◆ Problems
• 1. In the passage on single spin asymmetries below, what name is given to the inclusion of transverse momentum effects in the partonic distributions of the initial polarized proton?
• 2. Please continue the passage on single spin asymmetries below, starting after its last sentence.

We have recently presented a formalism to evaluate
single spin asymmetries (SSA) in inclusive particle production
at high energy and moderately large $p_T$ \cite{abm,am2}.
This formalism is based on the parton model approach
and on factorization theorems, generalized to polarized
reactions and to the inclusion of transverse momentum effects in the
partonic distributions of the initial, polarized proton (the so-called
``Sivers'' effect). This requires
the introduction of a new, soft, nonperturbative distribution function
(non-diagonal in the helicity basis), $\Delta_N\tilde{f}$. It has been
shown \cite{abm} how recent experimental results on SSA for pions in
the fragmentation region \cite{e704} can be well reproduced
by opportunely parametrizing $\Delta_N\tilde{f}$. This fit to
$\Delta_N\tilde{f}$ has been in turn used to give
predictions for SSA in several other interesting processes \cite{am2}.

In this contribution we present a complete generalization of our formalism,
with the inclusion of partonic transverse momentum effects {\it both} in the
partonic distributions of the initial polarized hadron (Sivers effect)

◆ Dataset entries
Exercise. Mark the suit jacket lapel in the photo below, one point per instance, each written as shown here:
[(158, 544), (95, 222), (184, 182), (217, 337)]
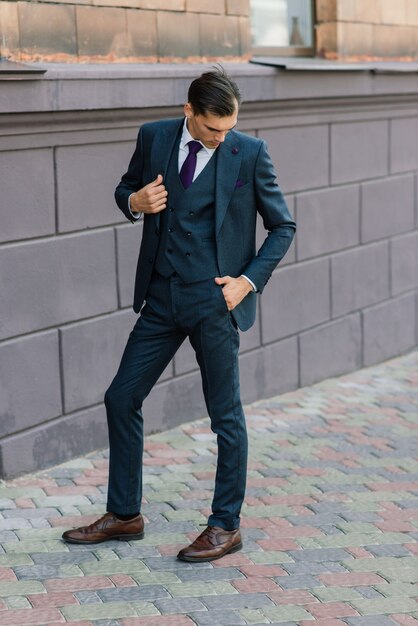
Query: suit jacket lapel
[(162, 147), (227, 169)]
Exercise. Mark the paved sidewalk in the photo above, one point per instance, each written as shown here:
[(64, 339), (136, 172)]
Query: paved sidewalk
[(330, 522)]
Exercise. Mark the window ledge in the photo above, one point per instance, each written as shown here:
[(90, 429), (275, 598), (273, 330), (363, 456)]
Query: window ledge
[(9, 70), (308, 64)]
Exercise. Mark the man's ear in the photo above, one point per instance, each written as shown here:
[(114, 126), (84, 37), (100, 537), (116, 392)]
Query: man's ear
[(188, 110)]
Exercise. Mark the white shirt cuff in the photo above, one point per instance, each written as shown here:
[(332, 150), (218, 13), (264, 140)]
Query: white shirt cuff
[(136, 216), (250, 281)]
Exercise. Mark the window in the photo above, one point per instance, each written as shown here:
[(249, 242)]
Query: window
[(282, 27)]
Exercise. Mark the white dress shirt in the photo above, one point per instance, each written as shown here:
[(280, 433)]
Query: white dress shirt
[(202, 159)]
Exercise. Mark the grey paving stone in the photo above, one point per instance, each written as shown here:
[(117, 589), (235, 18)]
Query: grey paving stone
[(323, 519), (6, 503), (368, 592), (342, 488), (171, 606), (62, 558), (37, 572), (388, 549), (237, 601), (361, 516), (371, 620), (298, 582), (225, 617), (137, 551), (87, 597), (133, 594), (311, 568), (8, 535), (219, 573), (173, 527), (63, 472), (169, 563)]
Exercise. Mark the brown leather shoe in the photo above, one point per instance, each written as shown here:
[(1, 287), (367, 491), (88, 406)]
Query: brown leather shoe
[(105, 528), (212, 544)]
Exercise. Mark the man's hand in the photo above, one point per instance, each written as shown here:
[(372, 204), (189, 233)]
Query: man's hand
[(234, 289), (150, 199)]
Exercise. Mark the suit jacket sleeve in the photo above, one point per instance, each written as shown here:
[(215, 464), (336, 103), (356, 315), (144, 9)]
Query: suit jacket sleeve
[(132, 180), (276, 219)]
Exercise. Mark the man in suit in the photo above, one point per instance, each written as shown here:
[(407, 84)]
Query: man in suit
[(198, 184)]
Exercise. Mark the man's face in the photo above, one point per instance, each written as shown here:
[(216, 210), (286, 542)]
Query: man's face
[(210, 129)]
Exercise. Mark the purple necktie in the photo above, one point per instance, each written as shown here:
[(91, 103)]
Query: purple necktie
[(189, 165)]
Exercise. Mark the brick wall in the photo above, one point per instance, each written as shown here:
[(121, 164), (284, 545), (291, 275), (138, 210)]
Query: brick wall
[(367, 29), (125, 30), (345, 149)]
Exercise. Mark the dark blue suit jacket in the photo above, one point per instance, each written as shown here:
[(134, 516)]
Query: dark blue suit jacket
[(245, 184)]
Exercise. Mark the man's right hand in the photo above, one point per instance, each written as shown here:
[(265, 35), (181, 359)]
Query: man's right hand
[(150, 199)]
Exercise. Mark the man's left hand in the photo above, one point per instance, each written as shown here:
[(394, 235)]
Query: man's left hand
[(234, 289)]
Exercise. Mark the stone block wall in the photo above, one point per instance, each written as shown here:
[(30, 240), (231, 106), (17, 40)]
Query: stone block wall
[(193, 30), (345, 296), (124, 30), (372, 29)]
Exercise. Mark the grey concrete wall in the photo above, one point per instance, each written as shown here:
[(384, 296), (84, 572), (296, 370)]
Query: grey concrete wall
[(346, 295)]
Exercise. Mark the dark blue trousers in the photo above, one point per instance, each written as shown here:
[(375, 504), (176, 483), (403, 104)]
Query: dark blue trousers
[(173, 311)]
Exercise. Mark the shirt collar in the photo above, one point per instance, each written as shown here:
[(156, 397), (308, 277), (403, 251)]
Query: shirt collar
[(186, 137)]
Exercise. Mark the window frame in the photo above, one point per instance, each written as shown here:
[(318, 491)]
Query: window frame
[(289, 51)]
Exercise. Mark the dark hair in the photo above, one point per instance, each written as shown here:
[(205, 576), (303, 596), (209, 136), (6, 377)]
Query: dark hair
[(214, 92)]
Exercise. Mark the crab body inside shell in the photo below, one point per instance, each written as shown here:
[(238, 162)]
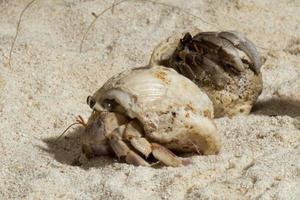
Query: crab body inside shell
[(226, 65)]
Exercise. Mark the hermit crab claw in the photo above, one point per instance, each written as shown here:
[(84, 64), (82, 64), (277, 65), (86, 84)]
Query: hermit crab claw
[(245, 45), (223, 49), (150, 111)]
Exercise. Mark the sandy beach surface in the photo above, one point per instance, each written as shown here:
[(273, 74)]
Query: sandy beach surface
[(47, 83)]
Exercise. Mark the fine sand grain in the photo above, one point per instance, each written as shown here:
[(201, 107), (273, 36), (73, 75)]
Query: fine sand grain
[(49, 79)]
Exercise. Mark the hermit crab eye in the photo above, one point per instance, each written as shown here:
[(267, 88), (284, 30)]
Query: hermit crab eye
[(91, 101), (186, 38)]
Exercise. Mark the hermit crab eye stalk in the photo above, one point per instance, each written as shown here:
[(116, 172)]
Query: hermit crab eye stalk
[(91, 101), (187, 37)]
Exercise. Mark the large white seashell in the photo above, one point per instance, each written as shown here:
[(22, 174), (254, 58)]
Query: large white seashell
[(174, 112)]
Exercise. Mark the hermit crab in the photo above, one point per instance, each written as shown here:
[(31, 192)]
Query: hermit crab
[(150, 111), (226, 65)]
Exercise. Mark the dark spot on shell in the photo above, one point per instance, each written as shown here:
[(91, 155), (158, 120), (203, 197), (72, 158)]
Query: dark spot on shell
[(161, 75), (174, 114)]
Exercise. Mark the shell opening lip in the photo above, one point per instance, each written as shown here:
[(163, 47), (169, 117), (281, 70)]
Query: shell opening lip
[(90, 101)]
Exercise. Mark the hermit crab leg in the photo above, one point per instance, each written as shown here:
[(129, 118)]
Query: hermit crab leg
[(213, 69), (165, 156), (133, 134), (121, 149), (245, 45), (224, 48)]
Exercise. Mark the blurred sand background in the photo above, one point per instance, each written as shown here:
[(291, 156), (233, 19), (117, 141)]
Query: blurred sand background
[(49, 79)]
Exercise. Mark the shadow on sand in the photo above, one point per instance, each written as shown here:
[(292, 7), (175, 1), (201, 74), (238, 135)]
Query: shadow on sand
[(67, 150), (277, 107)]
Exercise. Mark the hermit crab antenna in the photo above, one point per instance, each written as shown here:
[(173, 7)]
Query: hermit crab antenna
[(79, 121), (93, 104), (91, 101)]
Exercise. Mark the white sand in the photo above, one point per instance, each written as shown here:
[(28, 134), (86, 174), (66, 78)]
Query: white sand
[(49, 80)]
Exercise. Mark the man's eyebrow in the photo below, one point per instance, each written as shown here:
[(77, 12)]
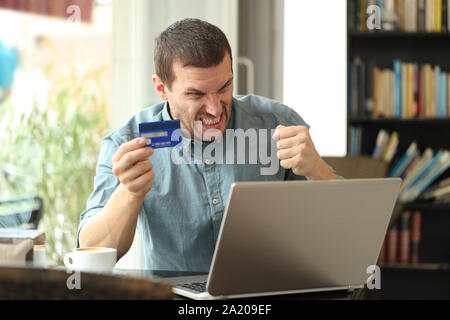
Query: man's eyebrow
[(223, 87)]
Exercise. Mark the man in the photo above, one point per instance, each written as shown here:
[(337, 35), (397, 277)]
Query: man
[(178, 208)]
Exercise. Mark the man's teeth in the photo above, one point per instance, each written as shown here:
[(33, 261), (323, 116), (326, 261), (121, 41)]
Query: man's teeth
[(211, 122)]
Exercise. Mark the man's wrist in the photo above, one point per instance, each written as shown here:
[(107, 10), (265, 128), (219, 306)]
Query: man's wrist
[(131, 197), (323, 172)]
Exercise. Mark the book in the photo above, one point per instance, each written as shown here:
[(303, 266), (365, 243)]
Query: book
[(404, 238), (418, 169), (392, 244), (429, 15), (438, 193), (421, 15), (438, 15), (439, 164), (407, 158), (436, 185), (391, 147), (382, 255), (416, 228), (381, 144), (444, 14), (442, 110), (448, 89)]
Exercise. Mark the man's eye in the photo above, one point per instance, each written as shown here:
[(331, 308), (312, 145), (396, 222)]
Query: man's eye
[(195, 94)]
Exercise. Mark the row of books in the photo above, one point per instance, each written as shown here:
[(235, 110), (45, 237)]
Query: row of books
[(420, 172), (402, 240), (55, 8), (407, 90), (401, 15)]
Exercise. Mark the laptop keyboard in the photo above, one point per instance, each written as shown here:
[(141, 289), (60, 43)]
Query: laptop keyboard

◆ Responses in order
• 1. The Sivers effect.

• 2.
{\it and} in the fragmentation process (the so-called ``Collins'' effect).
%We will then discuss if and how the Collins effect
%alone is able to reproduce the pion SSA \cite{e704} (as already
%mentioned before, the Sivers effect has been
%discussed at length in Ref.s \cite{abm,am2}).
%We will also discuss a possible strategy to discriminate
%between these two competing effects, which in the case of pion
%(and, in general, hadron) production may be present
%at the same time.
Due to space limitations, we only give the final result
of our formalism, in the case of $p^\uparrow p\to\pi\,X$ processes.
A more detailed discussion will be presented elsewhere \cite{abmm}
(see also Ref.s 1,2).
At leading order in transverse momentum effects, we have:

\vspace{-8pt}

\begin{eqnarray}
2\> \frac{E_\pi \, d\sigma^{p^\uparrow p\to \pi\,X}}{d\mbox{\boldmath$p$}_\pi}
\> A_N(p^\uparrow p\to \pi + X) \simeq \qquad\qquad\qquad
\qquad\qquad\qquad\qquad\nonumber\\
\sum_{abcd}\int\frac{dx_adx_b}{\pi z}\,
d^2\mbox{\boldmath$k$}_\perp\,
%\Bigl[\tilde{f}_{a/p^\uparrow}(x_a,
%\mbox{\boldmath$k$}_\perp)-\tilde{f}_{a/p^\uparrow}(x_a,
%-\mbox{\boldmath$k$}_\perp)\Bigr]
\Delta_N\tilde{f}_{a/p^\uparrow}(x_a,\mbox{\boldmath$k$}_\perp)
\,f_{b/p}(x_b)\,
\frac{d\hat{\sigma}^{ab\to cd}}{d\hat{t}}(x_a,x_b,
\mbox{\boldmath$k$}_\perp)\,D_{\pi/c}(z) \nonumber\\
+ \sum_{abcd}\int\frac{dx_adx_b}{\pi z}\,
d^2\mbox{\boldmath$k$}'_\perp\,\Delta_T f_{a/p}(x_a)\,f_{b/p}(x_b)
\,\Delta_{NN}\hat{\sigma}(x_a,x_b,\mbox{\boldmath$k$}'_\perp)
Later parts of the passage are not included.